start LISTED ENTRIES

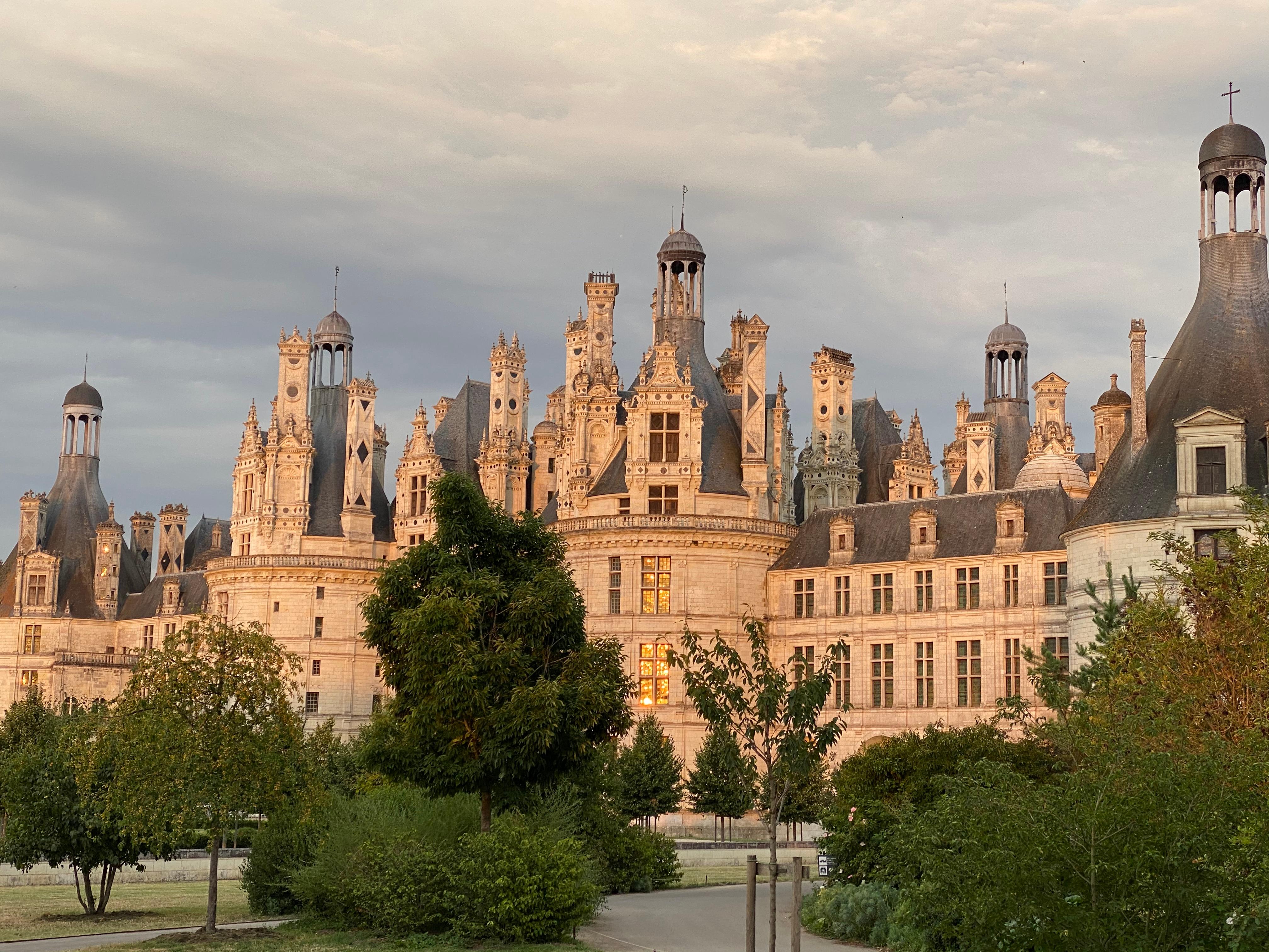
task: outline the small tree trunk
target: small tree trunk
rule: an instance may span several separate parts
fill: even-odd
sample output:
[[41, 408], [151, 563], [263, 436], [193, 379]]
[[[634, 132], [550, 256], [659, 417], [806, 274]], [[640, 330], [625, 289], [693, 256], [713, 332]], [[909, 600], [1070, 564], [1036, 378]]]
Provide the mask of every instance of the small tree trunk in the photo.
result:
[[207, 923], [203, 930], [216, 932], [216, 889], [220, 885], [221, 864], [221, 838], [216, 833], [212, 834], [208, 852], [212, 854], [212, 862], [207, 867]]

end LISTED ENTRIES

TO DO:
Reproduce all of the lines above word for word, omitting the picture.

CORRECT OUTPUT:
task: outline the small tree trunk
target: small tree trunk
rule: an instance may span several separate parts
fill: even-odd
sample output:
[[41, 408], [151, 563], [263, 436], [193, 379]]
[[[634, 132], [550, 256], [659, 417], [806, 274]], [[640, 330], [625, 289], [693, 256], [713, 332]], [[909, 600], [1070, 564], [1036, 378]]]
Provide the mask of every instance of the small tree trunk in the photo.
result:
[[207, 923], [203, 930], [216, 932], [216, 889], [220, 885], [221, 864], [221, 838], [216, 833], [212, 834], [208, 852], [212, 854], [212, 862], [207, 867]]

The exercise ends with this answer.